#### [SET EXERCISE]
Copy the rows below word for word, each one as it stands.

#### [RECORDS TO USE]

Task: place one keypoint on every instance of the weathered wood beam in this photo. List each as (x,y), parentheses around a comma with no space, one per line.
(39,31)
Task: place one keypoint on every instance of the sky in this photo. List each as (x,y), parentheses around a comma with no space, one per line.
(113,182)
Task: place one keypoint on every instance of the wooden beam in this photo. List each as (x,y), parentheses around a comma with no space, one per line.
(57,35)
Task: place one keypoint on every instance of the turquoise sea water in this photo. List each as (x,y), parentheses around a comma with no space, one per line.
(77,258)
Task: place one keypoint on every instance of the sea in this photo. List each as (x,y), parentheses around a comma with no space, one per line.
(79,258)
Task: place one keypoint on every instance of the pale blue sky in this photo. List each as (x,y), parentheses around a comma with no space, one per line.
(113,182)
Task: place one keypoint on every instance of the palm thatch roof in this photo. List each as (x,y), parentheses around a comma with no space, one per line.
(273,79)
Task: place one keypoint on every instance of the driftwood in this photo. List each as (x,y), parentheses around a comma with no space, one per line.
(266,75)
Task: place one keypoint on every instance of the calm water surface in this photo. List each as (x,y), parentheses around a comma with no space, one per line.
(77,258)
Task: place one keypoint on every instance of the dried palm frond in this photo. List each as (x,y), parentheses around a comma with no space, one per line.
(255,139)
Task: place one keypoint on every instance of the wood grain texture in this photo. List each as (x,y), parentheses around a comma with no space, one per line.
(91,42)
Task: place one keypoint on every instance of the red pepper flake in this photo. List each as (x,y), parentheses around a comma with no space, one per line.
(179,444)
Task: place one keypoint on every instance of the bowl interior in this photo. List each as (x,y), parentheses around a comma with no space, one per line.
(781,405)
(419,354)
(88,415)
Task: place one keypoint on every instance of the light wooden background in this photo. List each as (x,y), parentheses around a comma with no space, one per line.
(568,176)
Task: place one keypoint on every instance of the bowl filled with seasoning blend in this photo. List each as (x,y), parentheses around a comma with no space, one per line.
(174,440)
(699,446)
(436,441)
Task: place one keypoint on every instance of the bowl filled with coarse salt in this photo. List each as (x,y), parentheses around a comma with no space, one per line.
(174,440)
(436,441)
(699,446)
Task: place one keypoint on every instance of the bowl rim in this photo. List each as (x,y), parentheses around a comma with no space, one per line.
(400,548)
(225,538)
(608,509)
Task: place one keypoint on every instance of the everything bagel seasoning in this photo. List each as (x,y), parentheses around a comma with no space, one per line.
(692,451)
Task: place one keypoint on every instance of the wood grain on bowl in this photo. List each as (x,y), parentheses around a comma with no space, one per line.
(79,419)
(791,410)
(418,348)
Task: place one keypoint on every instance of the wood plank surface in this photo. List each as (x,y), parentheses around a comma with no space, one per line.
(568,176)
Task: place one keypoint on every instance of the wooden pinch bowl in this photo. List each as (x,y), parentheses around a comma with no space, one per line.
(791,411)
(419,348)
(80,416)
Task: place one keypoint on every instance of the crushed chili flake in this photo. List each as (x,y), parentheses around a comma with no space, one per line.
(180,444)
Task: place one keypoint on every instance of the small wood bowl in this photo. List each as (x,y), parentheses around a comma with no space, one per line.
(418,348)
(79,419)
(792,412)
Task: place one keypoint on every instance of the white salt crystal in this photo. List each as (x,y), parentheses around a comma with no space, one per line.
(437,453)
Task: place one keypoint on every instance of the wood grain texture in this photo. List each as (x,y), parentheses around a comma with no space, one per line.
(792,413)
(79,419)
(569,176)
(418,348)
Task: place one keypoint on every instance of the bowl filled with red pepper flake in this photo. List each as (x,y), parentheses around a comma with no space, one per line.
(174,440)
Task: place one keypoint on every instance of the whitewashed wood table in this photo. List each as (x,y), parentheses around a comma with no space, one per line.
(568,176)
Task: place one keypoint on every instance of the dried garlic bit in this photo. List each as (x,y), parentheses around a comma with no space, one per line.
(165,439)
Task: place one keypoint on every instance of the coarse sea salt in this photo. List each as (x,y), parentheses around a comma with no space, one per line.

#### [RESPONSE TO THIS EXERCISE]
Task: place one keypoint on every instance of the weathered wood beam in this photo. List each as (x,y), parentheses around a comma with no space, one per line.
(39,31)
Task: place one keypoint on every instance of the sky in this photo. List each as (x,y), parentheses around a comma with no space, one per line.
(113,182)
Task: place one keypoint on every instance of the wooden beam in this photo. List each as (x,y), parentheses around a comma with no space, one per line.
(57,35)
Task: place one keypoint on every instance of the turquoise sea water in this photo. List each as (x,y), parentheses around a comma with no space, one per line.
(77,258)
Task: place one keypoint on every instance of the sea in this photo. List each as (x,y), parentheses around a comma with no space, one per line.
(79,258)
Task: place one keypoint on every instance of the pale blue sky in this photo. List each as (x,y), parentheses around a comma with no space, one per line.
(113,182)
Task: place one keypoint on every instance of the palm thatch roof in this photo. List each as (x,y), parentheses around a comma with no space, one per line.
(273,79)
Task: place one keypoint on every instance of the driftwood in this photo. List each as (x,y), parentheses around a comma with no space, one per line.
(266,75)
Task: place one keypoint on every instance of the calm water surface in this photo. List each as (x,y), parentheses around a comma with no space, one per line.
(77,258)
Task: place one keypoint on every instance of the dried palm frond in this photo. List each as (x,y), parentheses around a comma with no space, one per line.
(255,139)
Task: place one keypoint on every instance of the wood grain texture in this photo. List each as (x,y), parentheses around a comma with no space, one per line.
(91,42)
Task: place one keypoint on every instance of the red pepper flake in this photo. List each as (x,y), parentheses around a comma with no space, one per line.
(179,444)
Task: place one keypoint on every instance of the bowl interior in this photo. List each as (x,y), parentheses around a comma with no space, one per line.
(781,405)
(419,354)
(88,415)
Task: place one keypoint on every instance of the light wooden background in this photo. List each as (x,y), parentheses around a comma with no space, one per line.
(568,176)
Task: place one keypoint on every instance of the bowl filled with seasoning blend in this photo. List each as (x,y), parentheses around a comma with no space, one per line.
(174,440)
(699,446)
(436,441)
Task: place one keypoint on every instance of the bowl filled with coarse salt in this photo. List each as (x,y), parentheses around a comma with no space, one per line.
(174,440)
(436,441)
(699,446)
Task: place one keypoint on every instance of the bowl rim in this photo. List each as (x,y), parentheses around a comma with no space, one per line.
(400,548)
(225,538)
(608,509)
Task: place one keypoint on every instance of the everything bagel seasoning in this photo. List each as (x,y), parentheses around a comma with no space, one per line.
(692,451)
Task: place one keypoint on every instance of the wood grain on bowl in this photo. List each as (x,y), parentheses around a comma with no space, one per line.
(79,419)
(791,410)
(418,348)
Task: place one keypoint on every instance of the wood plank surface in this photo. List each as (x,y), parentheses around a comma with no space, one per line.
(568,176)
Task: place one keypoint on every instance of the wooden pinch bowl in this photo. List each as (x,y), parentheses around a comma with no space, one per line.
(791,411)
(419,348)
(80,416)
Task: place one keypoint on every instance of the crushed chili flake in this photo. List each as (x,y), parentheses around a comma with no space, one per line.
(180,444)
Task: place one keypoint on every instance of the small wood bowl in this photo. List each as (x,y), parentheses around a comma with no space, one per line.
(418,348)
(79,419)
(792,412)
Task: place one keypoint on every instance of the white salt crystal in this photo. List each as (x,y), parentheses around a comma with no space, one per line.
(437,453)
Task: place one keypoint on every instance of the wood grain texture in this photo. List each as (x,y), parentheses around a comma with no space, one per line.
(792,413)
(79,419)
(569,176)
(418,348)
Task: place one keypoint on every instance of the bowl filled with red pepper flake in this photo. List each as (x,y), parentheses around a comma with no space, one per line.
(174,440)
Task: place one keypoint on every instance of the whitewashed wood table in this photo. List each as (x,y), parentheses around a comma with no space, one per line.
(568,176)
Task: place one keypoint on every instance of the dried garlic bit in this photo. List each as (x,y), parentheses around a comma with no space, one per line.
(165,439)
Task: place one keypoint on every instance of the coarse sea salt in this photo. List each as (x,y), parentheses around a comma with no space, one per line.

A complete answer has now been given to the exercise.